-------- EXTRAIT FOURNI --------

La crise sanitaire bouleverse l'organisation et les prévisions d'activité de nombre d'entreprises. Lorsqu'un CDD a été conclu avant le confinement, l'employeur peut-il se prévaloir d’un cas de force majeure pour le rompre de façon anticipée ?
La force majeure, motif de rupture anticipée de CDD
Parmi les motifs de rupture anticipée du CDD prévus par le Code du travail figure la force majeure. Cette dernière se définit comme un élément extérieur, imprévisible lors de la conclusion du contrat et irrésistible dans son exécution. Par ailleurs, elle prive le salarié de l’indemnité de fin de contrat.
Toutefois, la force majeure est très rarement admise par les juges comme motif de rupture du contrat de travail.
Par exemple, la Cour d’Appel de Nancy n’a pas retenu comme un cas de force majeure l’épidémie de Dengue qui a touché la Martinique en 2007. Plusieurs arguments ont été avancés par la Cour pour écarter cette qualification : selon elle, l’épidémie n’était pas imprévisible « en raison du caractère endémo-épidémique de cette maladie dans cette région » et n’était pas irrésistible compte tenu de « l’existence de moyens de prévention ».
De la même façon, le virus Chikungunya aux Antilles n’a pas été qualifié de cas de force majeure par la Cour d’Appel de Basse Terre.
L'épidémie au covid-19 est-elle un cas de force majeure ?
Il existe donc des incertitudes si l’employeur retient cette qualification pour rompre un CDD de façon anticipée.
Toutefois, les entreprises visées par les arrêtés de fermeture pourraient-elles invoquer le "fait du prince", assimilable à un cas de force majeure ?
Le fait du prince s'entend de tout acte de la puissance publique qui vient rendre impossible, pour l'un ou l'autre des contractants, l'exécution du contrat de travail. Peuvent notamment constituer des cas de force majeure par fait du prince une modification législative ou réglementaire, le retrait d'une autorisation administrative d'exercice d'une profession.

-------- DONNÉES D'ENTRÉE --------

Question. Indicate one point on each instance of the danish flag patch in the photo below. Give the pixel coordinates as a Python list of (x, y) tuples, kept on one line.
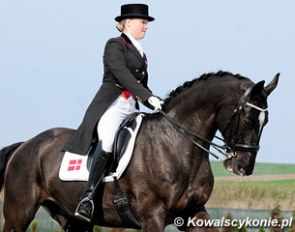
[(75, 164)]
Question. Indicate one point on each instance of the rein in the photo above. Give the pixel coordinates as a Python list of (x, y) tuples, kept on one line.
[(191, 136)]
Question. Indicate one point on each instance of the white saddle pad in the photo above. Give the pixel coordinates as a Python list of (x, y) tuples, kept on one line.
[(74, 166)]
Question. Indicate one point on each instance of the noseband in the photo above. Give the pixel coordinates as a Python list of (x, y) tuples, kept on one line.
[(231, 145)]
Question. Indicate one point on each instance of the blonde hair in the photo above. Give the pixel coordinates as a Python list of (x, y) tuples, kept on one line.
[(121, 25)]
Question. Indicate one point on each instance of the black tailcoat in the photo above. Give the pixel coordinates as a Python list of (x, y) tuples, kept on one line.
[(124, 69)]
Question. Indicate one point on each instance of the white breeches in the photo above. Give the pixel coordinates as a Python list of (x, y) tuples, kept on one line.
[(112, 119)]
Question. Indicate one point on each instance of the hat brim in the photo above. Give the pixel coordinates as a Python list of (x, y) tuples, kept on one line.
[(130, 16)]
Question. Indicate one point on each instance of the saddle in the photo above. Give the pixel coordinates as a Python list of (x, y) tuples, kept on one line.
[(121, 141)]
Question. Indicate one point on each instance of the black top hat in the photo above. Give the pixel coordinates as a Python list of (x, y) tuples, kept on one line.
[(134, 11)]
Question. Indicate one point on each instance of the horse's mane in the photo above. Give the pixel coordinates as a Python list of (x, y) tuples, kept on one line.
[(203, 77)]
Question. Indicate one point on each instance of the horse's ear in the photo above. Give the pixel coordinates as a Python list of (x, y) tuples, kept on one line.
[(257, 89), (272, 85)]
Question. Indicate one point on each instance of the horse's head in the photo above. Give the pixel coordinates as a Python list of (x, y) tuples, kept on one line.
[(243, 130)]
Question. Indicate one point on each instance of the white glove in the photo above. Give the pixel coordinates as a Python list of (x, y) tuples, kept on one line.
[(156, 103)]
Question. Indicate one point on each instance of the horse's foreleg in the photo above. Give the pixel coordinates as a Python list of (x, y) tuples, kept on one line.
[(200, 222)]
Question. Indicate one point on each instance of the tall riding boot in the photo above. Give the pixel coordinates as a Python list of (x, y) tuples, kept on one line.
[(85, 208)]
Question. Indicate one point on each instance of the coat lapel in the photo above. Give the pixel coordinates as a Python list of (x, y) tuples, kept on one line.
[(133, 49)]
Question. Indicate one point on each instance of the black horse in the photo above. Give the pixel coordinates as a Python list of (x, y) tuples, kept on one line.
[(169, 175)]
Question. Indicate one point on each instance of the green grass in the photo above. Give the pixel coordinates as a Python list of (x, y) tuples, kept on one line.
[(259, 169), (253, 194)]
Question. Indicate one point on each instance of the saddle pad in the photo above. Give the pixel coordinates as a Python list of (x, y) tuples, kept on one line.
[(74, 166)]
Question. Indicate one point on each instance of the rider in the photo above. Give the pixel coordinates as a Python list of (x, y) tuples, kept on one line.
[(124, 84)]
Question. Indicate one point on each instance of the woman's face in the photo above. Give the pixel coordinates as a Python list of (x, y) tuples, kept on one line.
[(136, 27)]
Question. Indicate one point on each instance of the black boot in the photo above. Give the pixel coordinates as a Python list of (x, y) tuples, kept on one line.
[(98, 168)]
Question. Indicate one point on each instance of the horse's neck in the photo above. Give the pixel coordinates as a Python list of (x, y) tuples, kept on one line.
[(198, 119)]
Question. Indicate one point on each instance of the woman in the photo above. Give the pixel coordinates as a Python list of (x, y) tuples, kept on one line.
[(124, 84)]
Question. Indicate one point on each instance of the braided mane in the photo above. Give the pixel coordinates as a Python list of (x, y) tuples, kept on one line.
[(203, 77)]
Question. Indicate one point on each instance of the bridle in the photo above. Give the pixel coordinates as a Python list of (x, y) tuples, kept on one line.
[(231, 144)]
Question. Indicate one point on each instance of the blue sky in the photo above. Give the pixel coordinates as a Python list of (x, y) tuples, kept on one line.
[(51, 58)]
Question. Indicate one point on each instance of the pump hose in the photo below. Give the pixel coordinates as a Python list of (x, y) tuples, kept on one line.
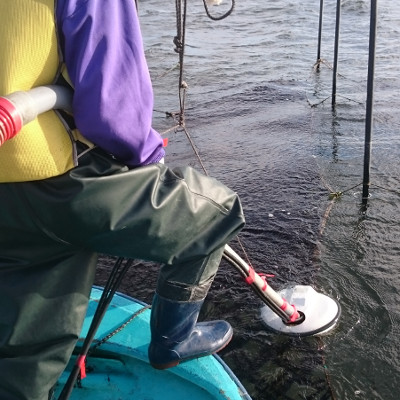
[(19, 108)]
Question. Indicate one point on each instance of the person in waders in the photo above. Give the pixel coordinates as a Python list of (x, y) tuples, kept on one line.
[(70, 189)]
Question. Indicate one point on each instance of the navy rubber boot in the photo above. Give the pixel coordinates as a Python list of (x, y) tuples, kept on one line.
[(176, 336)]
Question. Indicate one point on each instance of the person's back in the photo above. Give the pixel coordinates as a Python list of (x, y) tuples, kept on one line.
[(67, 194)]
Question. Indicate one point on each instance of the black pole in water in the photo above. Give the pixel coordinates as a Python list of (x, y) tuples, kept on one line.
[(321, 9), (370, 96), (335, 61)]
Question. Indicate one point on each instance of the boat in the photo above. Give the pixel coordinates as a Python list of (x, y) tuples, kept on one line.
[(117, 366)]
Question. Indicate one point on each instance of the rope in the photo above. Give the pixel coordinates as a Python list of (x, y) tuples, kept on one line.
[(119, 329), (229, 12), (111, 286)]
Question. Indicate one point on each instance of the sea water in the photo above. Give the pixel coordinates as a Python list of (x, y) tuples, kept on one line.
[(260, 115)]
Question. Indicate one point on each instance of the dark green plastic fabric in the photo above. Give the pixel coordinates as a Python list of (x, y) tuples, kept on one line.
[(51, 232)]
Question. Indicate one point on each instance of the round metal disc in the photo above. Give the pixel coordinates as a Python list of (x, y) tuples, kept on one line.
[(320, 311)]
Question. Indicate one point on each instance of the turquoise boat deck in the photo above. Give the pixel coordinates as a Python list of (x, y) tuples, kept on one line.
[(119, 368)]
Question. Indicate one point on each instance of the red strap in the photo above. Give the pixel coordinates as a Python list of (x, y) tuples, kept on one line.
[(251, 278), (80, 362), (295, 314)]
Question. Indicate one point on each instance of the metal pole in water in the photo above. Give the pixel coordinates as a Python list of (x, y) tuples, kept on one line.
[(369, 105), (321, 8), (335, 61)]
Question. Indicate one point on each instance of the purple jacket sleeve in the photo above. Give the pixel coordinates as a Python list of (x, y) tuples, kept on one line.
[(113, 101)]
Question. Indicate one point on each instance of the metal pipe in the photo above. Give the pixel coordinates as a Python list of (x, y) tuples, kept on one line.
[(321, 8), (370, 97), (336, 52)]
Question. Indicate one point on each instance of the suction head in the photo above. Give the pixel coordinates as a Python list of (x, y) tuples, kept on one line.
[(319, 312)]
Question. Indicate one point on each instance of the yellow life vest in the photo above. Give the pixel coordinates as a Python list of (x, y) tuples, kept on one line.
[(29, 57)]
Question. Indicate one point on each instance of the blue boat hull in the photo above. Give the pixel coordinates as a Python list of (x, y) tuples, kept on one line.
[(119, 367)]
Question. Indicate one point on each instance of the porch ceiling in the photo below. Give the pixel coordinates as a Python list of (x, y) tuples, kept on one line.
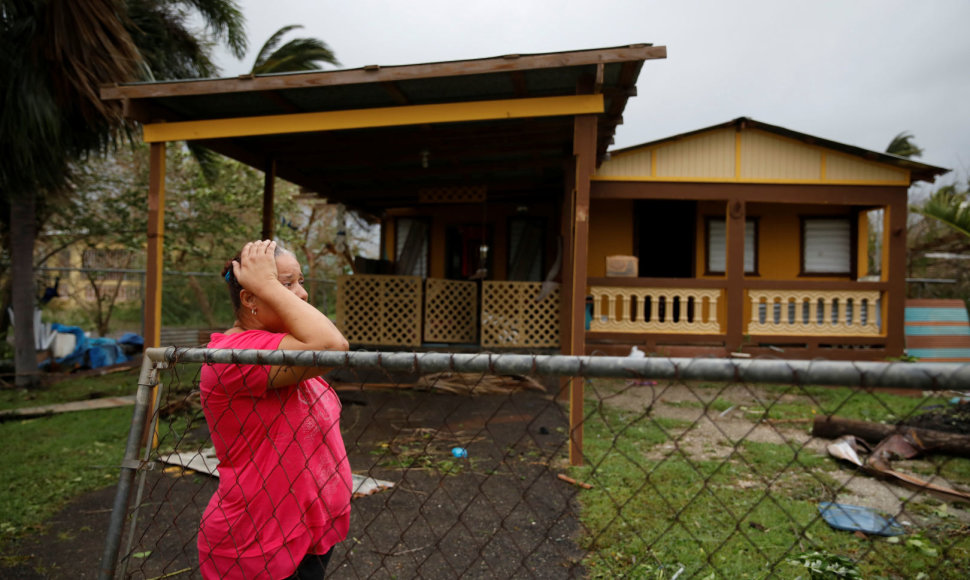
[(374, 168)]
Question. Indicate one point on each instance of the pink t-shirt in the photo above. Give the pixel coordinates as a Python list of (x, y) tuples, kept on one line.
[(284, 479)]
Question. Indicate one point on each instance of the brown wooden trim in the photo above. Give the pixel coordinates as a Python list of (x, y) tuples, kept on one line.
[(156, 237), (379, 74), (657, 282), (734, 293), (750, 192), (707, 244), (815, 285), (638, 337), (584, 151), (896, 294)]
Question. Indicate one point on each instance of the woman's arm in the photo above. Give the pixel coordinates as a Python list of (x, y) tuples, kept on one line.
[(286, 311)]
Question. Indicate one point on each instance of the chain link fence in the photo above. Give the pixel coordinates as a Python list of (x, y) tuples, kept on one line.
[(473, 466)]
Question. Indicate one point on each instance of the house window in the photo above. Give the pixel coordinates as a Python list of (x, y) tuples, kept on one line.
[(717, 246), (411, 247), (526, 245), (827, 246)]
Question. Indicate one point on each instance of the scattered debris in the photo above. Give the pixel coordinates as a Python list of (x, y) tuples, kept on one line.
[(854, 518), (568, 479), (877, 463), (830, 427), (476, 384)]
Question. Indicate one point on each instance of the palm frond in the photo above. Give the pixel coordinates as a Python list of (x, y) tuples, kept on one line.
[(297, 55), (272, 43), (902, 145), (225, 19), (949, 206)]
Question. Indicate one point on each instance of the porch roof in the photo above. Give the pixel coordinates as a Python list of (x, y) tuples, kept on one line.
[(375, 137)]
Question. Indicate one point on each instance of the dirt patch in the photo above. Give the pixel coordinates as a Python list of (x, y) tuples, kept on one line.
[(501, 511)]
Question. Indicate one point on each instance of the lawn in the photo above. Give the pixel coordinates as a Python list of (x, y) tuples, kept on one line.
[(49, 460), (671, 495)]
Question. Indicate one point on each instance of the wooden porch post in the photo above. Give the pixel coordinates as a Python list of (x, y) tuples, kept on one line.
[(584, 152), (156, 238), (269, 184), (735, 222), (894, 272)]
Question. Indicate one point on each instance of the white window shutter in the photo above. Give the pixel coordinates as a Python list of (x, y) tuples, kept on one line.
[(828, 246)]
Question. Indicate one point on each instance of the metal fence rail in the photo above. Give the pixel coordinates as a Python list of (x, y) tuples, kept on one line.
[(473, 465)]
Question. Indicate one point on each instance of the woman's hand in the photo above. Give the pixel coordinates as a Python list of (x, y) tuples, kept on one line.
[(257, 265)]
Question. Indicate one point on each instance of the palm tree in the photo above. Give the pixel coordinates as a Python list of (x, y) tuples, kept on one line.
[(902, 145), (298, 54), (950, 206), (54, 56)]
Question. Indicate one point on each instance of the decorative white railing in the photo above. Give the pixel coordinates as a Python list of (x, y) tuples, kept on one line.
[(385, 310), (664, 310), (815, 312), (520, 314)]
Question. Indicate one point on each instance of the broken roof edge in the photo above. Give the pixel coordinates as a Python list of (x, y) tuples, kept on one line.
[(920, 171), (377, 73)]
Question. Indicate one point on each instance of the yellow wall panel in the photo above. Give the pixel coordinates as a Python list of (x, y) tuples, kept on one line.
[(610, 233), (766, 156), (706, 156), (844, 168)]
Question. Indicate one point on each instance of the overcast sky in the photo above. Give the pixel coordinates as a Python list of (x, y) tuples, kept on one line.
[(853, 71)]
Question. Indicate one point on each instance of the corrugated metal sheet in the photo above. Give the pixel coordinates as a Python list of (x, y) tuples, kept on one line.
[(937, 330), (840, 167), (704, 156), (765, 156)]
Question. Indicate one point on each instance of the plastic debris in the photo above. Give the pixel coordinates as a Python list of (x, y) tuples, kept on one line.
[(855, 518)]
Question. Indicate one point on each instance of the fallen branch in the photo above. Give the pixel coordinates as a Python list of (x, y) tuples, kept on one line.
[(831, 427), (568, 479)]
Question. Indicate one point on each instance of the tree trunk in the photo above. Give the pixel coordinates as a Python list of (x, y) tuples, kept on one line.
[(22, 234)]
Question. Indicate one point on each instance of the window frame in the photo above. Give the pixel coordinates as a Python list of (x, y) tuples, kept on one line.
[(852, 249), (754, 220)]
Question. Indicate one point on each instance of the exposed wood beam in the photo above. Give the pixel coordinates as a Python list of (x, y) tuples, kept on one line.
[(378, 117), (396, 93), (373, 74)]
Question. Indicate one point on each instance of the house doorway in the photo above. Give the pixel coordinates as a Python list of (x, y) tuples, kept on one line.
[(468, 252), (665, 237)]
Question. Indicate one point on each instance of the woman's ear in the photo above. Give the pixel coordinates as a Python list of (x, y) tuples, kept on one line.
[(247, 299)]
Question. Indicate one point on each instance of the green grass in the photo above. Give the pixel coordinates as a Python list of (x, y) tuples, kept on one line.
[(654, 509), (72, 388), (50, 460)]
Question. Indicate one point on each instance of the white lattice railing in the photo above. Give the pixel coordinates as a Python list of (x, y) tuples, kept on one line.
[(450, 311), (815, 312), (520, 314), (380, 310), (664, 310)]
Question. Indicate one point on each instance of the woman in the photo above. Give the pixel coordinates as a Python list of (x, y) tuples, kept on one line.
[(284, 481)]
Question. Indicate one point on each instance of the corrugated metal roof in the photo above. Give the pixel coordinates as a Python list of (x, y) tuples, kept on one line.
[(377, 168), (919, 171)]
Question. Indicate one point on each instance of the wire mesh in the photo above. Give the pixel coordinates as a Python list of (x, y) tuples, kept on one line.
[(703, 468)]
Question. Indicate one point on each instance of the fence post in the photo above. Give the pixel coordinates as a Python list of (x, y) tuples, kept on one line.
[(129, 466)]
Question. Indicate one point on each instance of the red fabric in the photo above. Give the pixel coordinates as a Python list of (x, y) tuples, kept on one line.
[(284, 479)]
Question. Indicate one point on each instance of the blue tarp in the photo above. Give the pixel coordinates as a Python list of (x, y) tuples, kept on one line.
[(88, 352)]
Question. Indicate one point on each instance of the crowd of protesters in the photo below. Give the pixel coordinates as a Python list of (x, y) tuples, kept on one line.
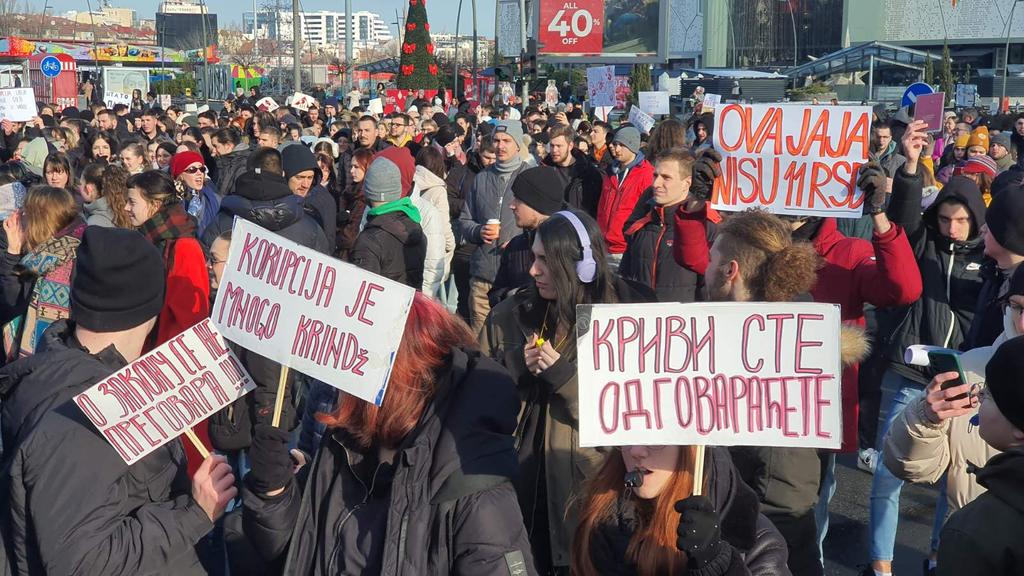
[(117, 225)]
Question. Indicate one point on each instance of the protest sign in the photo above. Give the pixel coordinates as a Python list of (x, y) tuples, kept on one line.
[(327, 319), (114, 98), (711, 101), (641, 120), (17, 105), (302, 101), (653, 103), (792, 159), (929, 109), (727, 374), (601, 85), (166, 393)]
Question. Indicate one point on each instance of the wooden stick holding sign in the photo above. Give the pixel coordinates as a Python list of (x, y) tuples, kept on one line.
[(198, 444), (279, 401), (698, 470)]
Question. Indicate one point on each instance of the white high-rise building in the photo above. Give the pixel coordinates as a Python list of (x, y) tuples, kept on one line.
[(320, 29)]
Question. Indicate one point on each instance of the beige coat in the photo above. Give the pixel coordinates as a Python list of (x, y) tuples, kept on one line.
[(918, 450)]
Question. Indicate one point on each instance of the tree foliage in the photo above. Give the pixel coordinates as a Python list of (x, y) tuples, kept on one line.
[(418, 69)]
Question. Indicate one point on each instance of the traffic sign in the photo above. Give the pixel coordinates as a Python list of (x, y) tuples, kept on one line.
[(50, 67), (914, 90), (576, 27)]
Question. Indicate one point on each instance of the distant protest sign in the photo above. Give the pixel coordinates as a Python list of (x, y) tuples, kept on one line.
[(725, 374), (167, 392), (798, 160), (17, 105), (327, 319)]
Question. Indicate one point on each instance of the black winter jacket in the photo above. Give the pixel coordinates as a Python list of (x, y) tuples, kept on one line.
[(265, 200), (984, 537), (393, 246), (950, 273), (758, 547), (649, 235), (582, 180), (71, 505), (444, 505)]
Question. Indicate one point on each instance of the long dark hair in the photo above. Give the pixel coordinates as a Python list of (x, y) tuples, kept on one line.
[(562, 250)]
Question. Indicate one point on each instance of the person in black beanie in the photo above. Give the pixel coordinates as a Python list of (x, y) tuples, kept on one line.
[(1004, 238), (983, 537), (537, 195), (72, 504)]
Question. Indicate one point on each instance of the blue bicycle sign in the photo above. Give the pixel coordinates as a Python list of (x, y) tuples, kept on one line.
[(50, 67)]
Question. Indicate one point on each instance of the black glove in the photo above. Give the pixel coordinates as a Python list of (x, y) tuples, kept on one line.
[(871, 180), (706, 169), (271, 463), (699, 534)]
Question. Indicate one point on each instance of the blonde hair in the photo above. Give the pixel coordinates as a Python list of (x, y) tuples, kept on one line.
[(47, 210)]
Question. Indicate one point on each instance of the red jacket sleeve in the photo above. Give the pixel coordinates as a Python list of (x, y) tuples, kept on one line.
[(689, 246), (187, 297), (892, 277)]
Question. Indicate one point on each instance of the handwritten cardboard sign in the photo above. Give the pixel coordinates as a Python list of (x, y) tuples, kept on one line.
[(725, 374), (325, 318), (17, 105), (601, 85), (643, 121), (155, 399), (653, 103), (792, 159)]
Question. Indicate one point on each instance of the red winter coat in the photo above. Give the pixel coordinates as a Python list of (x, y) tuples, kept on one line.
[(617, 201), (883, 273)]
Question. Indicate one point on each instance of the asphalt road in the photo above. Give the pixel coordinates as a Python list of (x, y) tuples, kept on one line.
[(847, 545)]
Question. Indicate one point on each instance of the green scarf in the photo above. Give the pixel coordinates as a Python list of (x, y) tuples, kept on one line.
[(403, 205)]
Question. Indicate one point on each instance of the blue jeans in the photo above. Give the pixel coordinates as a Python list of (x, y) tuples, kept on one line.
[(886, 487)]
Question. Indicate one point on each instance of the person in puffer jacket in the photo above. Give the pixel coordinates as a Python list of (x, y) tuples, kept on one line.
[(392, 244), (422, 484), (721, 534)]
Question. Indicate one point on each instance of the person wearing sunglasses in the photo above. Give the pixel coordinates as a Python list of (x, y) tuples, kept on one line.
[(192, 180), (937, 434)]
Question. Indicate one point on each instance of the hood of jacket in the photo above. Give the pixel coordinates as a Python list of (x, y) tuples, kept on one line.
[(398, 224), (426, 179), (273, 214), (1004, 476), (966, 192), (58, 366)]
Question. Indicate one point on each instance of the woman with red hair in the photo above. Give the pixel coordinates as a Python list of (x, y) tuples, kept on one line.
[(419, 485), (640, 517)]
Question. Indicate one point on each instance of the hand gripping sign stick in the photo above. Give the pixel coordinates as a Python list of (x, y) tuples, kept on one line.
[(279, 401)]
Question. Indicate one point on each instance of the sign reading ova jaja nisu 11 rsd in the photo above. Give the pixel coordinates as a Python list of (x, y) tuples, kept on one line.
[(155, 399), (725, 374), (327, 319)]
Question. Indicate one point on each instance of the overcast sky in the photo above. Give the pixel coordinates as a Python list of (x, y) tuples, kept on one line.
[(440, 12)]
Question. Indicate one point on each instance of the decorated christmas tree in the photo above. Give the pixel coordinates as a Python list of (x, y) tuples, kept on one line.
[(419, 67)]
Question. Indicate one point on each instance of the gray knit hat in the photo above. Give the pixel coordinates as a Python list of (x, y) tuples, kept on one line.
[(512, 128), (628, 136)]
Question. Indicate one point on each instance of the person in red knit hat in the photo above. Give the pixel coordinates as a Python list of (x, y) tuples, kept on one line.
[(193, 182)]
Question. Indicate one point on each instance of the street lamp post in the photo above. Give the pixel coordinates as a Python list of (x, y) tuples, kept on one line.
[(1006, 53), (793, 21)]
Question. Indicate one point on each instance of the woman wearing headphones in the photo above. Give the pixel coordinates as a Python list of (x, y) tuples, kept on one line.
[(532, 333)]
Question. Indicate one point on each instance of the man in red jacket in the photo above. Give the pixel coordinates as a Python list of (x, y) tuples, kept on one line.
[(883, 273), (623, 186)]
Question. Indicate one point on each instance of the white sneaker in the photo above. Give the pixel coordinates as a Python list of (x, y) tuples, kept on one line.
[(867, 459)]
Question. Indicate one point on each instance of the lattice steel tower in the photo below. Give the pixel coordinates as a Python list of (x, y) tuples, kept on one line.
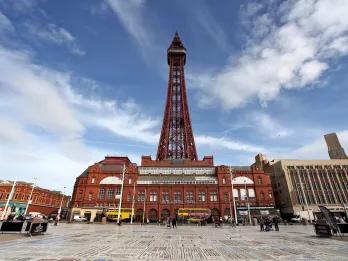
[(176, 141)]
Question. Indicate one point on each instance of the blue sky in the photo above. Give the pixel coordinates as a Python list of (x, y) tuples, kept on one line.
[(84, 79)]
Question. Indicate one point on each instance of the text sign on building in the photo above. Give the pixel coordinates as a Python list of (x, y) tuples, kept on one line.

--------

■ CONSIGNE
Recopiez sans modification le passage de l'extrait fourni qui commence à « Par exemple, la » et va jusqu'à « est-elle un cas de force majeure ? » inclus.

■ RÉPONSE ATTENDUE
Par exemple, la Cour d’Appel de Nancy n’a pas retenu comme un cas de force majeure l’épidémie de Dengue qui a touché la Martinique en 2007. Plusieurs arguments ont été avancés par la Cour pour écarter cette qualification : selon elle, l’épidémie n’était pas imprévisible « en raison du caractère endémo-épidémique de cette maladie dans cette région » et n’était pas irrésistible compte tenu de « l’existence de moyens de prévention ».
De la même façon, le virus Chikungunya aux Antilles n’a pas été qualifié de cas de force majeure par la Cour d’Appel de Basse Terre.
L'épidémie au covid-19 est-elle un cas de force majeure ?